# Records shown:
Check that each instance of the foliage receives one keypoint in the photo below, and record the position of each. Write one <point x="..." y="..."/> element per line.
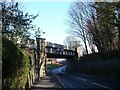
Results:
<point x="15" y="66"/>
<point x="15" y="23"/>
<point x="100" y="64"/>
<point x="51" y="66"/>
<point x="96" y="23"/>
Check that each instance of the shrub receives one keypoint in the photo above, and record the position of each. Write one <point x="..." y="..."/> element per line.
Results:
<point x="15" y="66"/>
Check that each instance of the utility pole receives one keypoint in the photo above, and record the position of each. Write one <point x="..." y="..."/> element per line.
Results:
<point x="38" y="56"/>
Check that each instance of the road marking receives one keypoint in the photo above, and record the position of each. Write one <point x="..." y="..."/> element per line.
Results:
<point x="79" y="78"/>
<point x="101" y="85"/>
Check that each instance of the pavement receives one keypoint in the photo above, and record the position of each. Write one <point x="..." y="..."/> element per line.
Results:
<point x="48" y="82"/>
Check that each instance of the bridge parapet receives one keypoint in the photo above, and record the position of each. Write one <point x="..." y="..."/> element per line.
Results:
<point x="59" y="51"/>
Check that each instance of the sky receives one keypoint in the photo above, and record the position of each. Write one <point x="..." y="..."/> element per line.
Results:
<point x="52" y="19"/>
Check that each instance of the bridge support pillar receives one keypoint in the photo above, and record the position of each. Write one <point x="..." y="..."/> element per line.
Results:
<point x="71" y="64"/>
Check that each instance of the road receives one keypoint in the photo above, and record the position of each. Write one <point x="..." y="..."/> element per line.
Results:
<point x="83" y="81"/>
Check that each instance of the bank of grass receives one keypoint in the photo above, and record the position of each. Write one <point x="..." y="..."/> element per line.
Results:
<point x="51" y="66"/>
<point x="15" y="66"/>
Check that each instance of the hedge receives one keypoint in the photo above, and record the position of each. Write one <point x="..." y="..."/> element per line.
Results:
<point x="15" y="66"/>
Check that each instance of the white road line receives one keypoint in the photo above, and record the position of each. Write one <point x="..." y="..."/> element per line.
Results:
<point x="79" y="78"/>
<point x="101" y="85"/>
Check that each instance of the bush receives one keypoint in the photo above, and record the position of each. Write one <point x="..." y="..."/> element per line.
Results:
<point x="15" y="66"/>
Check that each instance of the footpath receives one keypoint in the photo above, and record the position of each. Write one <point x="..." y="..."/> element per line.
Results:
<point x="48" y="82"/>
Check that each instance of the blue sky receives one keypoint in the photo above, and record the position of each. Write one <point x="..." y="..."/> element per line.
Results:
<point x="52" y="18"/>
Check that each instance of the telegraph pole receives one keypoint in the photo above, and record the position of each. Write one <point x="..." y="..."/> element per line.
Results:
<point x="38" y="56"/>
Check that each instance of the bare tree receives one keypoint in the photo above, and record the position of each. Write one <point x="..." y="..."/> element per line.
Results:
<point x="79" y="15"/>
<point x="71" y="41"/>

* * *

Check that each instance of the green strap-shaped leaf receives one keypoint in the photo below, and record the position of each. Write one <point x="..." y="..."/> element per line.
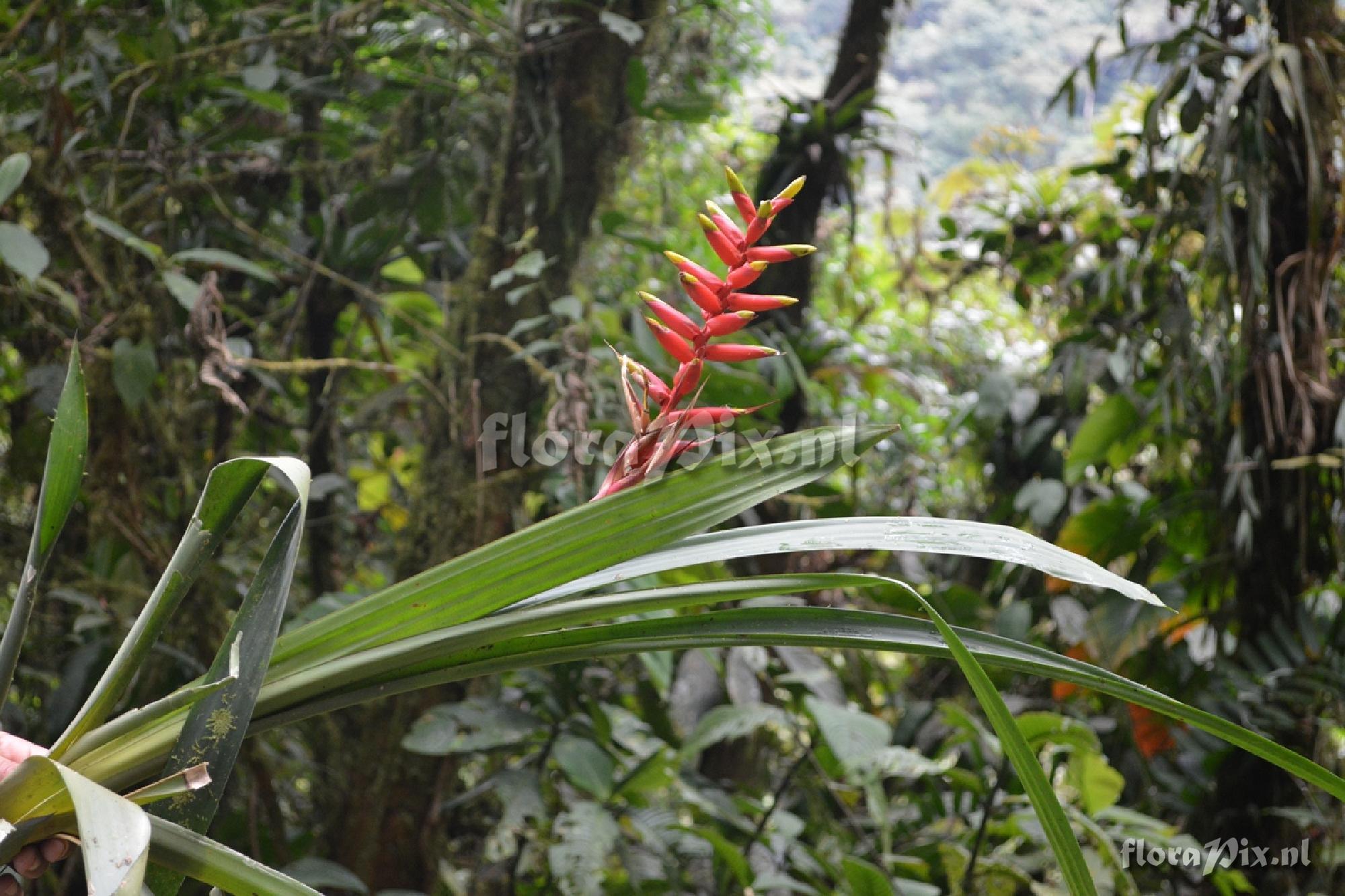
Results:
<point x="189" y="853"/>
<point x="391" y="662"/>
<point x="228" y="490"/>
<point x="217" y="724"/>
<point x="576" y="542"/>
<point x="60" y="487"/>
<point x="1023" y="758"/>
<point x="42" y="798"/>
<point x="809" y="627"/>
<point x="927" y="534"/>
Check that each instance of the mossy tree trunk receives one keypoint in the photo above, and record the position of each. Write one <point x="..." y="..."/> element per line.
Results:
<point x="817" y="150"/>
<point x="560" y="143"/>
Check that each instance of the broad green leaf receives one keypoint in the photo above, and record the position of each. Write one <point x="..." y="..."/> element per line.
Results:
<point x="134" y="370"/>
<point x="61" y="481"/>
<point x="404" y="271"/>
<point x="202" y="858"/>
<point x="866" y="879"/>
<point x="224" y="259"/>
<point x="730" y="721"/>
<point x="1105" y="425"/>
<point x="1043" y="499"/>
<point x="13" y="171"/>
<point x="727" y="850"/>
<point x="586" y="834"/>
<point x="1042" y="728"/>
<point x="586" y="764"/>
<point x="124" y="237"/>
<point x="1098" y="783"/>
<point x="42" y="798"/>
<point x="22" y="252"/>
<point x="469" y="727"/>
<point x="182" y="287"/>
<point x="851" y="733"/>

# What you need to do:
Please go through the rows above and copy out in full each one that contains the word "bridge".

# Answer to the exercise:
Check that each instance of the bridge parapet receives one keypoint in the photo above, and record the position of each. Write one <point x="..." y="..."/> element per line.
Check that each instance of the bridge support pillar receives one keypoint in the photo above, and record the position of each. Write one <point x="..." y="..."/> element per line.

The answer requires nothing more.